'''
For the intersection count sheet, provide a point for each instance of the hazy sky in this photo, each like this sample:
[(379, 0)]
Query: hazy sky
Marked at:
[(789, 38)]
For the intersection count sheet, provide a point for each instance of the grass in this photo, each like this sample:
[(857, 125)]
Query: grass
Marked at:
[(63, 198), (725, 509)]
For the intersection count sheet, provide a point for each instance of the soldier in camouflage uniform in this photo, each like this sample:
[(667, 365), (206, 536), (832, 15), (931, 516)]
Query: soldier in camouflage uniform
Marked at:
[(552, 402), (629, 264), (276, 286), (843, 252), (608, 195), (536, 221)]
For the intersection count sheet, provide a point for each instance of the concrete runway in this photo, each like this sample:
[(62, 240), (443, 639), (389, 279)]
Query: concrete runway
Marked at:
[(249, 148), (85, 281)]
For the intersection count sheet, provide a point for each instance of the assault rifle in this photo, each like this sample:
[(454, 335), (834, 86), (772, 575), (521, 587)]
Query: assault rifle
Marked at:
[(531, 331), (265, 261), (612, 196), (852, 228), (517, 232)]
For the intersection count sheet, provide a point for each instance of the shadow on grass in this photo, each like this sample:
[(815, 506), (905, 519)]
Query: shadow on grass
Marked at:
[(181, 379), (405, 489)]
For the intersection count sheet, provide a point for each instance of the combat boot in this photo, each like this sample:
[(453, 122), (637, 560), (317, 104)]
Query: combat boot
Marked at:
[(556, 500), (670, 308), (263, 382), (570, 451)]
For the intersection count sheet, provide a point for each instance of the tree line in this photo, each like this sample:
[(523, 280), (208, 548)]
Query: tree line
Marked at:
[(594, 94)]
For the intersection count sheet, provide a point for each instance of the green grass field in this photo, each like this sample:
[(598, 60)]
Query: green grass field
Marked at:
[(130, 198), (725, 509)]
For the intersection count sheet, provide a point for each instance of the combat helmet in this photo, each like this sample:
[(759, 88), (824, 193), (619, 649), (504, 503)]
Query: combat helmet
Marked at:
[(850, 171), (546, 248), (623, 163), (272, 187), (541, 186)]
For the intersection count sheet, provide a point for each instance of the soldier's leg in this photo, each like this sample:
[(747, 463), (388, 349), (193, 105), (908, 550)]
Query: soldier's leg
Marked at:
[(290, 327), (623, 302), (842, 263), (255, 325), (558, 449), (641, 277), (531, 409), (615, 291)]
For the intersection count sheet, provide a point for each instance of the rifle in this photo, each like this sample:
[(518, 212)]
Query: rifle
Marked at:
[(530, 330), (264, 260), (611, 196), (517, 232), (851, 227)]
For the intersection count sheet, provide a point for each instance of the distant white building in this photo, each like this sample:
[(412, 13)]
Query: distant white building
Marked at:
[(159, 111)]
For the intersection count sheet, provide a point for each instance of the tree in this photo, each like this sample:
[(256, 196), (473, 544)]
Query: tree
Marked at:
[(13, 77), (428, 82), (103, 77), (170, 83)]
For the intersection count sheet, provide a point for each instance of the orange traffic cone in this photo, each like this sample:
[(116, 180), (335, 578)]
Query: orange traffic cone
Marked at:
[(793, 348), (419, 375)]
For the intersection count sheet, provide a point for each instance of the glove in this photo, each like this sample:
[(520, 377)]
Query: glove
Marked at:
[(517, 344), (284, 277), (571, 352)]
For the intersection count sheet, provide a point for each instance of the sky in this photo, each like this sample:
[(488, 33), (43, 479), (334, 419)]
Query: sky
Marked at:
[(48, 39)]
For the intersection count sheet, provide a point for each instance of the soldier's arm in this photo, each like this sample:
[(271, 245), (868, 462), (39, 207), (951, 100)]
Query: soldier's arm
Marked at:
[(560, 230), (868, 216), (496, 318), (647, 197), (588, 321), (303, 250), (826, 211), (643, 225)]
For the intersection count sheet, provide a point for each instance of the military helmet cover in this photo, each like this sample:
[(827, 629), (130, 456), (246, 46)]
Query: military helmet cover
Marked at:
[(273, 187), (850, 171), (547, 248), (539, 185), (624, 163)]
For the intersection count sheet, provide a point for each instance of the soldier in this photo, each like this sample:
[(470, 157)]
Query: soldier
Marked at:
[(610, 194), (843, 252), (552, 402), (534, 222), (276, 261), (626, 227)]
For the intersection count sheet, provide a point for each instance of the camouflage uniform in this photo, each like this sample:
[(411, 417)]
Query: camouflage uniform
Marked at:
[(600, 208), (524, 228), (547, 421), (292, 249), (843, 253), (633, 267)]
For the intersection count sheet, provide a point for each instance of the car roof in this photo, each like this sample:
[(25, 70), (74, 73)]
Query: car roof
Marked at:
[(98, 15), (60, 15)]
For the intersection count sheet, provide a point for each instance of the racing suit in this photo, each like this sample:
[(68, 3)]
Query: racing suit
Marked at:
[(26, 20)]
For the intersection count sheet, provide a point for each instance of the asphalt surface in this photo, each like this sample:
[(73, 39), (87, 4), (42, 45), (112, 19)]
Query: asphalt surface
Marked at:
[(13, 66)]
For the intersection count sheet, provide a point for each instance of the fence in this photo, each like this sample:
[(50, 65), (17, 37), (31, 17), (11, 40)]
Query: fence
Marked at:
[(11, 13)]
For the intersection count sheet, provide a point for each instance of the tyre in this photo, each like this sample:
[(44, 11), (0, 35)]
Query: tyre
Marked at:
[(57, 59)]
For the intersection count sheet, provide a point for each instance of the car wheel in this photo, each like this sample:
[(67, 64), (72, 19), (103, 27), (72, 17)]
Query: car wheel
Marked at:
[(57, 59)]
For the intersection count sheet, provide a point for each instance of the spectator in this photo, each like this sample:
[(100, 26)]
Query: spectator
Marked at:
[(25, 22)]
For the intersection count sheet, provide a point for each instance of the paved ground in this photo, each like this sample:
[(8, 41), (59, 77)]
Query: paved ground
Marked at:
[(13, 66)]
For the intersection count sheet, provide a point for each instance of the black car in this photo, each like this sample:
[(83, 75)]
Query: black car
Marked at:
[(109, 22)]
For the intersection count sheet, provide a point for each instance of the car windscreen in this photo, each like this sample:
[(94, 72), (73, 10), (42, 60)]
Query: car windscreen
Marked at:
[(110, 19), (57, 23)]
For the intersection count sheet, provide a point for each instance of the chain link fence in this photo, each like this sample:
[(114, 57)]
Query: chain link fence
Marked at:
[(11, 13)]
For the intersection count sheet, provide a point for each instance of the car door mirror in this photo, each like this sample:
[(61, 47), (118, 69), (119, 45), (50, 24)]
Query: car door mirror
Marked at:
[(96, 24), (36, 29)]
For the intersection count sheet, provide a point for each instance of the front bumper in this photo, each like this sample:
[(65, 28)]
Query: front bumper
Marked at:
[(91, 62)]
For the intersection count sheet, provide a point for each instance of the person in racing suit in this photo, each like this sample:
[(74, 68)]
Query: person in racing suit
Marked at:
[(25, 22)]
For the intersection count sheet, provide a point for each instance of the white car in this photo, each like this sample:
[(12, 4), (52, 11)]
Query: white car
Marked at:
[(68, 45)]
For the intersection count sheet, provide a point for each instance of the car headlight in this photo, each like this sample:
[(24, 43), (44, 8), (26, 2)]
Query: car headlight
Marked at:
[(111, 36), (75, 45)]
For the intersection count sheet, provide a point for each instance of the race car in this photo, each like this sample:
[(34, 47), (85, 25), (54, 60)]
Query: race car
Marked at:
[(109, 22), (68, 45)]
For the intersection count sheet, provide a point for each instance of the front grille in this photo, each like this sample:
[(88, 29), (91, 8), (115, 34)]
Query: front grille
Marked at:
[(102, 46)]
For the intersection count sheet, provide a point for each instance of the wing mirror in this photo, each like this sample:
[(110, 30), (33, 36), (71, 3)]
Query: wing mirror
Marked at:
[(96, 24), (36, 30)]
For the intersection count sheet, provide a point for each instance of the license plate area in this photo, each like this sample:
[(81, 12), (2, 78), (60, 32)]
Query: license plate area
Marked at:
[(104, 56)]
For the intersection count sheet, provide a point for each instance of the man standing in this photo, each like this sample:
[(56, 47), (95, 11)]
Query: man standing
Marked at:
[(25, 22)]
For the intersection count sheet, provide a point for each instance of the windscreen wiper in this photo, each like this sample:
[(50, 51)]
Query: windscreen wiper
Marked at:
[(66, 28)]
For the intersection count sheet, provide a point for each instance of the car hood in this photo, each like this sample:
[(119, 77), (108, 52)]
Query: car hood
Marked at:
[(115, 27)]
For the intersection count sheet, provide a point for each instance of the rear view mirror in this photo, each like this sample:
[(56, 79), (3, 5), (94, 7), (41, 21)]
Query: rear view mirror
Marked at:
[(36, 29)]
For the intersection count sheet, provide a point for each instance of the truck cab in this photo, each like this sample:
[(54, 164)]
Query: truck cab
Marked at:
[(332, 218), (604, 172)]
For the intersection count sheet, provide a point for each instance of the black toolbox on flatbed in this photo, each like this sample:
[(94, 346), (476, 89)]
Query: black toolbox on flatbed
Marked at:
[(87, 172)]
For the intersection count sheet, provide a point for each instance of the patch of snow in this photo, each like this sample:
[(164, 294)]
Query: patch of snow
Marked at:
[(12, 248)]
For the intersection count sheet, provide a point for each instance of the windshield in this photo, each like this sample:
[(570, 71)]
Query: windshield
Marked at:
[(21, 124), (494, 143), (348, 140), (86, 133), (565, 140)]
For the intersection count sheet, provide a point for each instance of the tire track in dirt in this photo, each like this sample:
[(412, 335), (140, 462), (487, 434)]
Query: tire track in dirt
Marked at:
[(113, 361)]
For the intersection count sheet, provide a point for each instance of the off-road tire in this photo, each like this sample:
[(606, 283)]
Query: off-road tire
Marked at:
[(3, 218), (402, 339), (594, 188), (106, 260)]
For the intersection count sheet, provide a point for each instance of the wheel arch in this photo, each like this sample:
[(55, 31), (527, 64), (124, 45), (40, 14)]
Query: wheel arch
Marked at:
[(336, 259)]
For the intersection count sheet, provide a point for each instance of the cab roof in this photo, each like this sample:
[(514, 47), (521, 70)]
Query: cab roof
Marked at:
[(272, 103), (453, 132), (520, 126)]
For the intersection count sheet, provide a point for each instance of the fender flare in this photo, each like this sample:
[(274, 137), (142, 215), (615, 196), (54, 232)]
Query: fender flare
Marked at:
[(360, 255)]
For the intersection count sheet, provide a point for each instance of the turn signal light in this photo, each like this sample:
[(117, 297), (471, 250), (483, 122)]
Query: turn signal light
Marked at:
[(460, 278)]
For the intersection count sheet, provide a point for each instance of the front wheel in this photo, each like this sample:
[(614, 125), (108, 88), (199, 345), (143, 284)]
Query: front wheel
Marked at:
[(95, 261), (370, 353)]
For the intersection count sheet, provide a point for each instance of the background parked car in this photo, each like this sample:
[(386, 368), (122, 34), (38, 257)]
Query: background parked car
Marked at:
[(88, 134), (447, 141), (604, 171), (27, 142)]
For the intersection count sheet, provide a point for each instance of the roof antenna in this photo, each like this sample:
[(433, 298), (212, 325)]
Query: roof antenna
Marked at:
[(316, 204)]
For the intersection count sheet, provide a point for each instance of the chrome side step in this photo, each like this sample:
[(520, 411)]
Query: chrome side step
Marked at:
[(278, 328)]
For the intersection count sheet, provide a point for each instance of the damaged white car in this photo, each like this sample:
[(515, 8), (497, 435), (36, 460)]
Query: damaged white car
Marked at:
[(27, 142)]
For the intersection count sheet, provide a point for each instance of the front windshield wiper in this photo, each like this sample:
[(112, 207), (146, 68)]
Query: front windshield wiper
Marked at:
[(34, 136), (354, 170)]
'''
Description of the task =>
From the listing above, return each line with the word "fence".

Answer section =>
For the intersection count sheet, provide a point for each instance of the fence in this photo, each like this sample:
Query: fence
For the intersection count sheet, provide a point for each instance of the chain link fence in this photo, each like this sample:
Query: chain link fence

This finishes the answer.